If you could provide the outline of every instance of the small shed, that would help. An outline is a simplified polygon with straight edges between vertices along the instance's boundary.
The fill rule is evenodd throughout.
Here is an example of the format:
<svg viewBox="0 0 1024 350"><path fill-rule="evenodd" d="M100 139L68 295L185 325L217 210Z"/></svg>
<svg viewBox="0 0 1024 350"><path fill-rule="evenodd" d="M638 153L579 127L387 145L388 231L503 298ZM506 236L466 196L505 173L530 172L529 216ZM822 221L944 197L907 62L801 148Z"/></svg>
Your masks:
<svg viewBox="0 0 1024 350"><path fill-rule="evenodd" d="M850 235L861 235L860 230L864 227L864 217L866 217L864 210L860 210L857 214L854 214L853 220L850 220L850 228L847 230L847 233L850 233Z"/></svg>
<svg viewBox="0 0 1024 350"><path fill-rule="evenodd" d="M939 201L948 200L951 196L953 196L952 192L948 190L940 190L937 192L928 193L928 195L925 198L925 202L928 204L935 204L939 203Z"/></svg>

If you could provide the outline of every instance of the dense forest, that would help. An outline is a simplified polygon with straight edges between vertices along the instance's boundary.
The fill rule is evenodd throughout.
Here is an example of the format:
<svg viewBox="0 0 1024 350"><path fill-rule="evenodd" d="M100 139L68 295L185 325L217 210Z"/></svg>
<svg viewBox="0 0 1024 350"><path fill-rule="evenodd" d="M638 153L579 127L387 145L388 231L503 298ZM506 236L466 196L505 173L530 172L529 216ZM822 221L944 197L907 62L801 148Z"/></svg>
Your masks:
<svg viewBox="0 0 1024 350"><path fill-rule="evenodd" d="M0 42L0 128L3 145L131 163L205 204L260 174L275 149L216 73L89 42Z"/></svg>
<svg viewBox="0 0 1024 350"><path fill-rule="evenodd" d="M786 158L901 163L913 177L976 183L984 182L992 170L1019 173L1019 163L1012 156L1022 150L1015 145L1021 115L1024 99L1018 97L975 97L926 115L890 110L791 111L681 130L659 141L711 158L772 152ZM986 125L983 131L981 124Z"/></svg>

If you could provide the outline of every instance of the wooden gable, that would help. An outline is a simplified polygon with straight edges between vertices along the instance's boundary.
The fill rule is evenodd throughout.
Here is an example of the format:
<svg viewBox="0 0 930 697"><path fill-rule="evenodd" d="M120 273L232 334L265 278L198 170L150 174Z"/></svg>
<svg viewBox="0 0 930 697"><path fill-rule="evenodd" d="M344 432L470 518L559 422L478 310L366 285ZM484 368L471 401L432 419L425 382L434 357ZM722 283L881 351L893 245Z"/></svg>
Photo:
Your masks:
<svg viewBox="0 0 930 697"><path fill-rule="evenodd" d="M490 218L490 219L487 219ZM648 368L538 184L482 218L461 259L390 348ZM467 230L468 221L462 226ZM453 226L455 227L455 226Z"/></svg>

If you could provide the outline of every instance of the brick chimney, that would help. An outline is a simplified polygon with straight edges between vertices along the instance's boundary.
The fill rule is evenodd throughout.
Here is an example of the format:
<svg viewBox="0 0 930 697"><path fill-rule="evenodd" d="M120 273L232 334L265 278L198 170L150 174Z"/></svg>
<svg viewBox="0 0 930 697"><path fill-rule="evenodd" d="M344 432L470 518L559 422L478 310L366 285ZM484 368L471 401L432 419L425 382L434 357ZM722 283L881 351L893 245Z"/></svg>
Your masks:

§ §

* [PROBLEM REQUIREMENTS]: Render the records as a JSON list of strings, one string per line with blank lines left out, starting with the first line and going on through the line with "201L948 200L951 196L953".

* [RESULT]:
[
  "If you could provide the outline of every instance of the small shed, that would help. An outline is a simplified polygon with straight edges between vertices along the instance's boundary.",
  "The fill rule is evenodd throughout.",
  "Here is an example of the format:",
  "<svg viewBox=\"0 0 1024 350\"><path fill-rule=\"evenodd\" d=\"M100 139L68 295L185 325L217 210Z\"/></svg>",
  "<svg viewBox=\"0 0 1024 350\"><path fill-rule=\"evenodd\" d=\"M638 153L579 127L387 145L388 231L503 298ZM506 236L466 196L505 173L530 172L529 216ZM822 221L944 197L907 62L801 148Z\"/></svg>",
  "Your masks:",
  "<svg viewBox=\"0 0 1024 350\"><path fill-rule=\"evenodd\" d=\"M850 235L861 235L860 230L864 227L864 217L866 217L864 210L860 210L857 214L854 214L853 220L850 220L850 228L847 230L847 233L850 233Z\"/></svg>",
  "<svg viewBox=\"0 0 1024 350\"><path fill-rule=\"evenodd\" d=\"M939 201L948 200L951 196L953 196L952 192L948 190L940 190L937 192L928 193L928 195L925 198L925 202L928 204L935 204L939 203Z\"/></svg>"
]